## [PROBLEM DESCRIPTION]
The records are to be repeated in full. Every line must match.

## [DATA EXCERPTS]
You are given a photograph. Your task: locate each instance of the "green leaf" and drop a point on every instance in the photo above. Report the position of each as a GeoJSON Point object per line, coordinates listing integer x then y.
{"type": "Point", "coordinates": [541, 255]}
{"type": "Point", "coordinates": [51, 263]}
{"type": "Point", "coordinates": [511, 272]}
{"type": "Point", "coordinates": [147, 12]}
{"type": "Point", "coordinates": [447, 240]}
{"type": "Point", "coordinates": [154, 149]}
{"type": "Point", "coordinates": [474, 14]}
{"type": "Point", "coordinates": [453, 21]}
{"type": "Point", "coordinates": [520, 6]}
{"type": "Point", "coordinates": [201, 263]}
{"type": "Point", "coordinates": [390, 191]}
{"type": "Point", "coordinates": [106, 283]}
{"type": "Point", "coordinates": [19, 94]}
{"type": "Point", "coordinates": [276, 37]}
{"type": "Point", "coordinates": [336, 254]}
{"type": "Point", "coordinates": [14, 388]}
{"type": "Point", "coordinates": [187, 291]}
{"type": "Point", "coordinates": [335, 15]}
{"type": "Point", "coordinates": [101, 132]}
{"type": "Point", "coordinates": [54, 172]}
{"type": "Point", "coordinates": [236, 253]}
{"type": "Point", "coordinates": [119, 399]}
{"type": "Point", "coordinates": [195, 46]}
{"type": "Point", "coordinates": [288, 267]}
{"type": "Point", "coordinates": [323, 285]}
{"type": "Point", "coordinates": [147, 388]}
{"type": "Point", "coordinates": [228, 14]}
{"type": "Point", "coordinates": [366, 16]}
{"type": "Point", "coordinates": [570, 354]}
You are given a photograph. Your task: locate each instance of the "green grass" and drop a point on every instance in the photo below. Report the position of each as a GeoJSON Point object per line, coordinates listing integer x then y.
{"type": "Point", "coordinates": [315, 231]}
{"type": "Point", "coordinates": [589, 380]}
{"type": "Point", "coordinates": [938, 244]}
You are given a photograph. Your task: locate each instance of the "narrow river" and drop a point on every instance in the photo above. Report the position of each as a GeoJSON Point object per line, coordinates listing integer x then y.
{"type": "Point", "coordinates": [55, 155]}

## [EXERCISE OUTPUT]
You are given a photograph. Your task: locate each instance of the "green leaf" and drop a point on every instance in the photo above. Report the position of each as a GeoJSON Point object per line, coordinates listing integer x then y.
{"type": "Point", "coordinates": [541, 255]}
{"type": "Point", "coordinates": [51, 263]}
{"type": "Point", "coordinates": [511, 272]}
{"type": "Point", "coordinates": [147, 12]}
{"type": "Point", "coordinates": [447, 240]}
{"type": "Point", "coordinates": [154, 149]}
{"type": "Point", "coordinates": [474, 14]}
{"type": "Point", "coordinates": [453, 21]}
{"type": "Point", "coordinates": [520, 6]}
{"type": "Point", "coordinates": [201, 263]}
{"type": "Point", "coordinates": [390, 191]}
{"type": "Point", "coordinates": [106, 283]}
{"type": "Point", "coordinates": [19, 94]}
{"type": "Point", "coordinates": [276, 37]}
{"type": "Point", "coordinates": [336, 254]}
{"type": "Point", "coordinates": [14, 388]}
{"type": "Point", "coordinates": [187, 291]}
{"type": "Point", "coordinates": [335, 15]}
{"type": "Point", "coordinates": [101, 132]}
{"type": "Point", "coordinates": [54, 172]}
{"type": "Point", "coordinates": [236, 253]}
{"type": "Point", "coordinates": [119, 399]}
{"type": "Point", "coordinates": [195, 46]}
{"type": "Point", "coordinates": [288, 267]}
{"type": "Point", "coordinates": [323, 285]}
{"type": "Point", "coordinates": [147, 388]}
{"type": "Point", "coordinates": [228, 14]}
{"type": "Point", "coordinates": [366, 16]}
{"type": "Point", "coordinates": [570, 354]}
You are given a photograph. Your task: locate each instance of the "green grass" and drop a point on every instance in the photo below. Report the position of each as a GeoJSON Point object per line, coordinates listing integer x then y.
{"type": "Point", "coordinates": [315, 231]}
{"type": "Point", "coordinates": [589, 380]}
{"type": "Point", "coordinates": [938, 244]}
You are given a photograph. Your task: locate each instance of the "narrow river" and drop a point on every instance in the photo above. Report the position of each as a GeoJSON Point object per line, coordinates listing integer x then y.
{"type": "Point", "coordinates": [55, 155]}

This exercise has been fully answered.